> Provided data:
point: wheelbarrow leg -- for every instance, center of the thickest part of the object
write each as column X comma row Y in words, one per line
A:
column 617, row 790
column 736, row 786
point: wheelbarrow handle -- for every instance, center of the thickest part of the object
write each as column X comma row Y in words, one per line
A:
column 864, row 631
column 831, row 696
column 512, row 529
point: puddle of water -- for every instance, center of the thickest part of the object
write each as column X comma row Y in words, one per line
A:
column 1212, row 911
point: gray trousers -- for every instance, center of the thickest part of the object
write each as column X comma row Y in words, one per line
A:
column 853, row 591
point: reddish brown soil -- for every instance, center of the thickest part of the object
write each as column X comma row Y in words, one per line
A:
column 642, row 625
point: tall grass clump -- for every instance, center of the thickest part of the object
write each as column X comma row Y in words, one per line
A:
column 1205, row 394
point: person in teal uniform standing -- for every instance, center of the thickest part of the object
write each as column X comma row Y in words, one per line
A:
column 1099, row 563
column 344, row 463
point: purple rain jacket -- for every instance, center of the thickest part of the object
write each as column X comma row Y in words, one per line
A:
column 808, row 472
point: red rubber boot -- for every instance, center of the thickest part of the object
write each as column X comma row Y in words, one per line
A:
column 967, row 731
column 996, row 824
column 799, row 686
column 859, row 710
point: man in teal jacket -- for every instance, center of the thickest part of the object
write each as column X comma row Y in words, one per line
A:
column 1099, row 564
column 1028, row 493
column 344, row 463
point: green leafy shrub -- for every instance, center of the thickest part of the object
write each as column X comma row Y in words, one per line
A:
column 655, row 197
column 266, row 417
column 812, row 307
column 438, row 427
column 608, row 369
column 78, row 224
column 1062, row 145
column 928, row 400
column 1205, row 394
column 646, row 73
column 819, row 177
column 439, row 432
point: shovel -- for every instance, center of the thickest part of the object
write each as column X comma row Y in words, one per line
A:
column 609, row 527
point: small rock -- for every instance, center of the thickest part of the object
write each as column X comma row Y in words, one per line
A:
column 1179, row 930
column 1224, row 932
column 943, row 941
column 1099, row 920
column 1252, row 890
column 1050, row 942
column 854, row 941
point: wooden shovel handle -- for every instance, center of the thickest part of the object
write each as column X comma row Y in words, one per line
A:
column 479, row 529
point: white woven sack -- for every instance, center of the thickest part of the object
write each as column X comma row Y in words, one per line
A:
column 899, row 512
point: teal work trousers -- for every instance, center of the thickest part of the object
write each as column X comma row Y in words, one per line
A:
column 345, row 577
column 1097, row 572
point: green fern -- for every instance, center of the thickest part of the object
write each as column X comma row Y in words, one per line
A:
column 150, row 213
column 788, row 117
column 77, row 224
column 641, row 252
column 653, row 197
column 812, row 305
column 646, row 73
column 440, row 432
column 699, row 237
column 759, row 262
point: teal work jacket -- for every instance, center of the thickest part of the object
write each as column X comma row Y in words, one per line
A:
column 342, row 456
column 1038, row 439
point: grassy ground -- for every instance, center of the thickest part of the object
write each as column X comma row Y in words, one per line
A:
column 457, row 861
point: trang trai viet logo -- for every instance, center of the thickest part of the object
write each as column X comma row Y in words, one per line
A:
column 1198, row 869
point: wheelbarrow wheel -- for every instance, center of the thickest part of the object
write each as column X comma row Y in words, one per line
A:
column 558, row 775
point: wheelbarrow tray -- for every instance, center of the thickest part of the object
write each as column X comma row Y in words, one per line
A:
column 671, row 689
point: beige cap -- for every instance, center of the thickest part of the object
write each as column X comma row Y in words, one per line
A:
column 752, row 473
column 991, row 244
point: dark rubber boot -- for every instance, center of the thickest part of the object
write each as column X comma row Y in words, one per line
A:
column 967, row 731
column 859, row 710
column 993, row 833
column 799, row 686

--

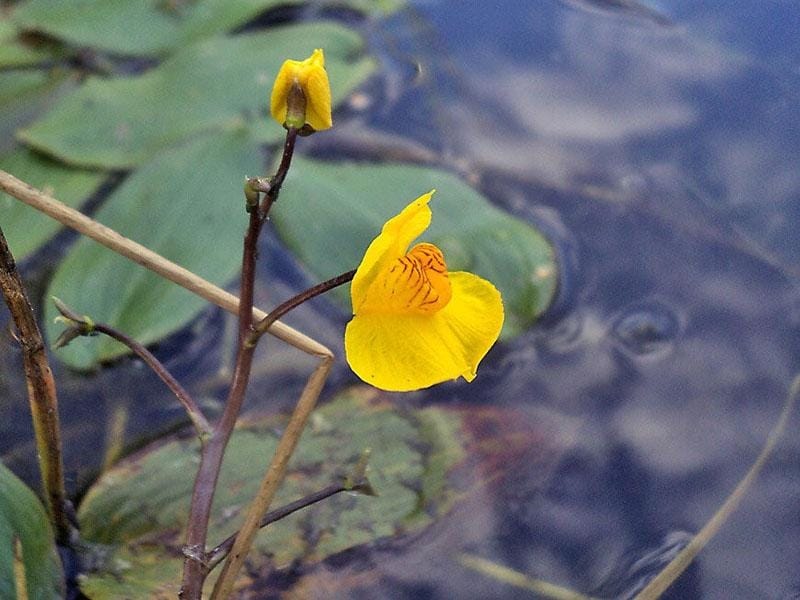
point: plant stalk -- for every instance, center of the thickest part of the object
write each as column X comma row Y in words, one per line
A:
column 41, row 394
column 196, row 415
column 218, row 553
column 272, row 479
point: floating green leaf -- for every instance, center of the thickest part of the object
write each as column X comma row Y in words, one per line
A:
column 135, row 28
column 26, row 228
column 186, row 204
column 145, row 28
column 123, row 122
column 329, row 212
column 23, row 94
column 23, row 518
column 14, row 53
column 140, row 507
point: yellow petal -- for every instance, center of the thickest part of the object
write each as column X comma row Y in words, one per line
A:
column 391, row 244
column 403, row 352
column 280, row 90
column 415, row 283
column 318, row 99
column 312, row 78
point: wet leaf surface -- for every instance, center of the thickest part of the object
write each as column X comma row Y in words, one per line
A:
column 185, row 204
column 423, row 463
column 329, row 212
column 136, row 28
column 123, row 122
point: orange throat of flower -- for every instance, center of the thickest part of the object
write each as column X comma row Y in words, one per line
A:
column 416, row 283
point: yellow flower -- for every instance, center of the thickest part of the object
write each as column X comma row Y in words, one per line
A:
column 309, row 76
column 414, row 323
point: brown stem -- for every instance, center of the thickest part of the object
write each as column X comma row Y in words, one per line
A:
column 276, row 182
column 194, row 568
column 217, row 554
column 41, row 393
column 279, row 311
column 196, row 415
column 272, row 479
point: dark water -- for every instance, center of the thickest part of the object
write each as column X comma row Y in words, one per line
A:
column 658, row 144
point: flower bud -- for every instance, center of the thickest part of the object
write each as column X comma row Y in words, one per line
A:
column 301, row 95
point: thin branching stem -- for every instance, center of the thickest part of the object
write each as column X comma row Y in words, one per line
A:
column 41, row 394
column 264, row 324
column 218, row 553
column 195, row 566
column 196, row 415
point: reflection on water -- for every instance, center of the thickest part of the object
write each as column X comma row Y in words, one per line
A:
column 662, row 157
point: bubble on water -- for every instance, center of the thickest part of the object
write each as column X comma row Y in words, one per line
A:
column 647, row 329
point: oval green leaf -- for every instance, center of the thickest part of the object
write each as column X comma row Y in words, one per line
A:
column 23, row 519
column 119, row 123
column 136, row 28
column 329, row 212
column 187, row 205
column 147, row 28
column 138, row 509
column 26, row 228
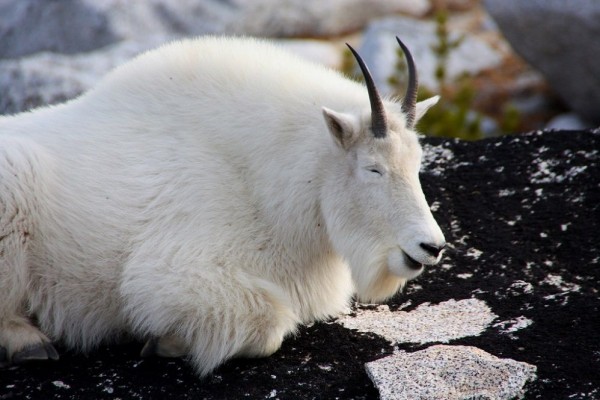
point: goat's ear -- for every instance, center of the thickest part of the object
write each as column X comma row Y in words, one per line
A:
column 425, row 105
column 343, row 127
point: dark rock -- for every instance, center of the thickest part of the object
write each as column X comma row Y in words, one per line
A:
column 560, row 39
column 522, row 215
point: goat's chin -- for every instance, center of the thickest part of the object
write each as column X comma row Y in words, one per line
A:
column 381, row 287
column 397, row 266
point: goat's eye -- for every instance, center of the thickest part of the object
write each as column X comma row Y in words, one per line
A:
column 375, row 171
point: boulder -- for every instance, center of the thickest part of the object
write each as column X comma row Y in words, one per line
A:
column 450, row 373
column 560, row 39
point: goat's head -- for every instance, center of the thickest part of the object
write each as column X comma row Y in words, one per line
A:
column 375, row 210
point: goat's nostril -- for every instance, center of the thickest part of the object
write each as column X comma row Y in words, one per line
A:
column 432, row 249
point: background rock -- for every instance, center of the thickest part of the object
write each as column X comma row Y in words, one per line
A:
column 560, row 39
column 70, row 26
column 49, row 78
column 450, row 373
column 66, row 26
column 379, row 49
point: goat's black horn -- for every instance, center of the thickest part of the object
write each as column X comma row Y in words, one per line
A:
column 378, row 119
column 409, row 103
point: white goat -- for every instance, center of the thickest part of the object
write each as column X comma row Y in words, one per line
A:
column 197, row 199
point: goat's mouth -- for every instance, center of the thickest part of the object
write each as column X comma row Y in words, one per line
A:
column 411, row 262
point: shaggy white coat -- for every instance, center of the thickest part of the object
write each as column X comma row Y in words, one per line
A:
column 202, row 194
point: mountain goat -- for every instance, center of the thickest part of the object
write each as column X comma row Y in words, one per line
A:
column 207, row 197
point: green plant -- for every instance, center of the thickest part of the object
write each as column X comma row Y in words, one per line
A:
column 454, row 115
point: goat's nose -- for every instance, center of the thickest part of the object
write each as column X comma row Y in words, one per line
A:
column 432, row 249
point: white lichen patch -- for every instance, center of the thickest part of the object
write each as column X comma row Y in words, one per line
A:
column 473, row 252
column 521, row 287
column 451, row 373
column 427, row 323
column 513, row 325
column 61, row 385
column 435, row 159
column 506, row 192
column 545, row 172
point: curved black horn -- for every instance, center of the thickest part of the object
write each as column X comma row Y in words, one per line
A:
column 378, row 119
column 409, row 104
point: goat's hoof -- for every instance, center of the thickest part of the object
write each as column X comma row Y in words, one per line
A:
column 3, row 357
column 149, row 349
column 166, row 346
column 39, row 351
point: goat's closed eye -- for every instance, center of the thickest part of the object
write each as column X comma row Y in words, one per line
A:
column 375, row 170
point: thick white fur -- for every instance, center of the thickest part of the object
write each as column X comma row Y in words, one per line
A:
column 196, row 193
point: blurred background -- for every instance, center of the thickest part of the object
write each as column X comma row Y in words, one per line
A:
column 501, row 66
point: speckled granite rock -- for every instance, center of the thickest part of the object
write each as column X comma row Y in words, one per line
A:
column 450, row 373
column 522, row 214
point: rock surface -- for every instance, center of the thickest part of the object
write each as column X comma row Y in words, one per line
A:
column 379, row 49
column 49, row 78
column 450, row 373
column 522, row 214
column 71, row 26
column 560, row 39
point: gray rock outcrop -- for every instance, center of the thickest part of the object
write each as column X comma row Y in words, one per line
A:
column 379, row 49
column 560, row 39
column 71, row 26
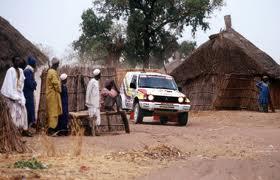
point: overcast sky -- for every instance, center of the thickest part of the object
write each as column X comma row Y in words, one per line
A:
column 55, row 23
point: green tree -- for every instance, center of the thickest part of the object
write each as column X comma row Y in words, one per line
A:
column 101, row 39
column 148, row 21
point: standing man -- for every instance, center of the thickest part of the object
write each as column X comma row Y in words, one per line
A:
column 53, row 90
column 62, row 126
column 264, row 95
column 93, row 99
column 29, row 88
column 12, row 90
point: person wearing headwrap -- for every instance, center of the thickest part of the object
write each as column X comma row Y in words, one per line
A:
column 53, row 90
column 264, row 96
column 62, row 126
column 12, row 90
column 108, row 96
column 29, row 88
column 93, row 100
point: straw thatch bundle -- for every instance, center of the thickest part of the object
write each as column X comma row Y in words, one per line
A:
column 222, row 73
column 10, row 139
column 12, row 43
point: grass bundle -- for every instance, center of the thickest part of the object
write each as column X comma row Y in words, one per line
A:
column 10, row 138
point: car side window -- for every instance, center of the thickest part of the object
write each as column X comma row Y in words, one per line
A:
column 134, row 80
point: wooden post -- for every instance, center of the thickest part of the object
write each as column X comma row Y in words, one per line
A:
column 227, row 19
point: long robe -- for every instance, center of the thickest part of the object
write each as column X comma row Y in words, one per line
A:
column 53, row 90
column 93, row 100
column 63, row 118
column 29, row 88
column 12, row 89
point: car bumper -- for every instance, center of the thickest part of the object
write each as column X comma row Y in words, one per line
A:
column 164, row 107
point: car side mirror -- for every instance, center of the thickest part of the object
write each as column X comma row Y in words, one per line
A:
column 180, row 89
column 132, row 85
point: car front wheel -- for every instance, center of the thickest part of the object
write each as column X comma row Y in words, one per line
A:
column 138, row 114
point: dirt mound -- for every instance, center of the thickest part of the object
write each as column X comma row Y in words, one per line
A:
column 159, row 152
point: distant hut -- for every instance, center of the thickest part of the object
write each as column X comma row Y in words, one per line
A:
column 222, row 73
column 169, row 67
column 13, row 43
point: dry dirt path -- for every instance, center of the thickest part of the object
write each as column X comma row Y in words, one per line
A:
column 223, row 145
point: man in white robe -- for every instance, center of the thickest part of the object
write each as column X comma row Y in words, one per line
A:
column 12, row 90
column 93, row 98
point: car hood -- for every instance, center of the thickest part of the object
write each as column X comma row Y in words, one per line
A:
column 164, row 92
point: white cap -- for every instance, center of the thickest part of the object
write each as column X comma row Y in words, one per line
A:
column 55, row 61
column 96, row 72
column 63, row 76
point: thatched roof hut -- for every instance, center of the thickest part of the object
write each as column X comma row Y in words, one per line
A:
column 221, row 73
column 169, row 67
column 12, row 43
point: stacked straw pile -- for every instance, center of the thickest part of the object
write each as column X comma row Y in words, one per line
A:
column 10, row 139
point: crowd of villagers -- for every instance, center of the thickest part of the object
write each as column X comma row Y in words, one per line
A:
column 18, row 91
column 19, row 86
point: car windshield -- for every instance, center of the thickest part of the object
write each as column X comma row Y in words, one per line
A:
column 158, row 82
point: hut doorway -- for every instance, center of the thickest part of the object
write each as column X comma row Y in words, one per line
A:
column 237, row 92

> What needs to be done:
Can you rewrite the records from the line containing "point: goat's ear" down to the line containing "column 411, row 262", replacing "thickest" with "widest" and leaving everything else unchanged?

> Output for this task:
point: goat's ear -- for every instance, center of the widest part of the object
write each as column X comma row Y in words, one per line
A:
column 425, row 105
column 343, row 127
point: dark rock -- for every instance, center of the widest part of the object
write each as column X comma row Y in words, one per line
A:
column 560, row 39
column 522, row 215
point: goat's chin -- for every instance, center of the widest part of the object
write each as column X comma row Y in words, one per line
A:
column 381, row 287
column 397, row 266
point: goat's eye -- for every instance, center of the widest part of the object
write each as column X comma row Y in words, one per line
A:
column 375, row 171
point: boulder -- for every instance, center of the widest part of the object
write each as column X comma row Y in words, one per line
A:
column 450, row 373
column 560, row 39
point: goat's head -- for every instance, center of the widest part of the object
write each as column X comma row Y in words, one per line
A:
column 375, row 210
point: goat's nostril -- for every instance, center of the widest part of the object
write each as column X comma row Y in words, one per line
A:
column 432, row 249
point: background rock -- for every instance, center of the widest part of the object
write each as column X comma row Y in words, one per line
A:
column 560, row 39
column 70, row 26
column 49, row 78
column 450, row 373
column 66, row 26
column 379, row 49
point: goat's black horn -- for every instance, center of the widest part of the object
write each as column X comma row Y in words, one per line
A:
column 378, row 119
column 409, row 103
point: white goat -- for every instance, center of the widest part of the object
write each as column X comma row Y in words, one per line
A:
column 197, row 199
point: goat's mouth -- for every instance, center of the widest part of the object
write each as column X comma row Y in words, one per line
A:
column 411, row 262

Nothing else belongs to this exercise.